→ Exercise
Reproduce everything from "on every received" down to "indeed unaffected." in the af_packet patch thread below.

→ Text shown
Content starts

If a workaround is needed for mmap, then why not change tpacket_snd?

Also, is this workaround actually working for all the cases? Because
packet_get_status is not being touched in your patch.

Also, I don't see any changes for the Rx-path. Is that working ok?


Chetan Loke

^ permalink raw reply	[flat|nested] 19+ messages in thread

* Re: FW: [PATCH] af_packet: flush complete kernel cache in packet_sendmsg
  2011-09-02 14:00       ` FW: " chetan loke
@ 2011-09-02 15:31         ` Phil Sutter
  2011-09-02 16:49           ` chetan loke
  0 siblings, 1 reply; 19+ messages in thread
From: Phil Sutter @ 2011-09-02 15:31 UTC (permalink / raw)
  To: chetan loke; +Cc: linux-arm-kernel, netdev, linux, davem

On Fri, Sep 02, 2011 at 10:00:16AM -0400, chetan loke wrote:
> >
> > This flushes the cache before and after accessing the mmapped packet
> > buffer. It seems like the call to flush_dcache_page from inside
> > __packet_get_status is not enough on Kirkwood (or ARM in general).
> 
> 
> 
> > +       kw_extra_cache_flush();
> > +       rc = po->tx_ring.pg_vec ? tpacket_snd(po, msg) :
> > +                       packet_snd(sock, msg, len);
> > +       kw_extra_cache_flush();
> > +       return rc;
> >  }
> 
> If a workaround is needed for mmap, then why not change tpacket_snd?

I did not verify that packet_snd() is not affected. OTOH, adding it
there was quite "intuitive".

> Also, is this workaround actually working for all the cases? Because
> packet_get_status is not being touched in your patch.
> 
> Also, I don't see any changes for the Rx-path. Is that working ok?

So far we haven't noticed problems in that direction. I just tried some
explicit test: having tcpdump print local timestamps (not the pcap-ones)
on every received packet, activating icmp_echo_ignore_all and pinging
the host on a dedicated line. I expected to sometimes see a second
difference between the two timestamps, as like with sending from time to
time a packet should get "lost" in the cache, and then occur to
userspace after the next one arrived. Maybe my test is broken, or RX is
indeed unaffected.

Greetings and thanks for the hints, Phil
-- 
Viprinet GmbH
Mainzer Str. 43
55411 Bingen am Rhein
Germany

Zentrale:     +49-6721-49030-0
Durchwahl:    +49-6721-49030-134
Fax:          +49-6721-49030-209

phil.sutter@viprinet.com
http://www.viprinet.com

Sitz der Gesellschaft: Bingen am Rhein
Handelsregister: Amtsgericht Mainz HRB40380
Geschäftsführer: Simon Kissel

^ permalink raw reply	[flat|nested] 19+ messages in thread

* Re: FW: [PATCH] af_packet: flush complete kernel cache in packet_sendmsg
  2011-09-02 15:31         ` Phil Sutter
@ 2011-09-02 16:49           ` chetan loke
  2011-09-06  9:44             ` Phil Sutter
  0 siblings, 1 reply; 19+ messages in thread
From: chetan loke @ 2011-09-02 16:49 UTC (permalink / raw)

Content ends

→ Record excerpts
Content starts

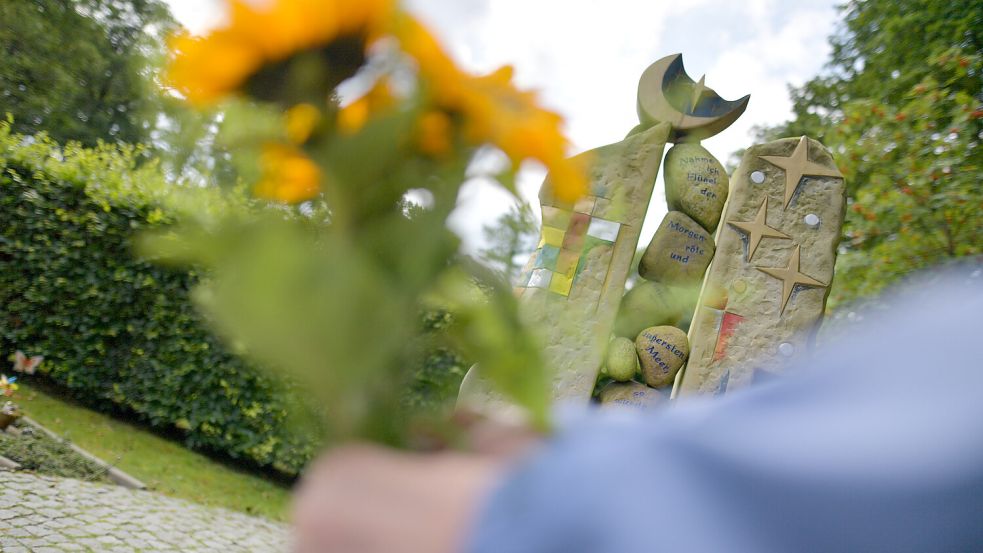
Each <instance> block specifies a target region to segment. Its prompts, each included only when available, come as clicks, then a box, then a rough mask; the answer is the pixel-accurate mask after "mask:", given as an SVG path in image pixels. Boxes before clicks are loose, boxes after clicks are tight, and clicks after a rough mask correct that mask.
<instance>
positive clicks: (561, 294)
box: [550, 273, 573, 296]
mask: <svg viewBox="0 0 983 553" xmlns="http://www.w3.org/2000/svg"><path fill="white" fill-rule="evenodd" d="M571 286H573V278H572V277H568V276H566V275H561V274H559V273H553V279H552V280H551V281H550V292H555V293H557V294H560V295H561V296H569V295H570V287H571Z"/></svg>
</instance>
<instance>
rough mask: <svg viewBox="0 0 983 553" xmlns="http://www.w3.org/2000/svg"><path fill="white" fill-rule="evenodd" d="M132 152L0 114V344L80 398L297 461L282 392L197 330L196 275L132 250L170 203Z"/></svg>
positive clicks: (300, 436) (124, 412)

Content ends

→ Answer section
on every received packet, activating icmp_echo_ignore_all and pinging
the host on a dedicated line. I expected to sometimes see a second
difference between the two timestamps, as like with sending from time to
time a packet should get "lost" in the cache, and then occur to
userspace after the next one arrived. Maybe my test is broken, or RX is
indeed unaffected.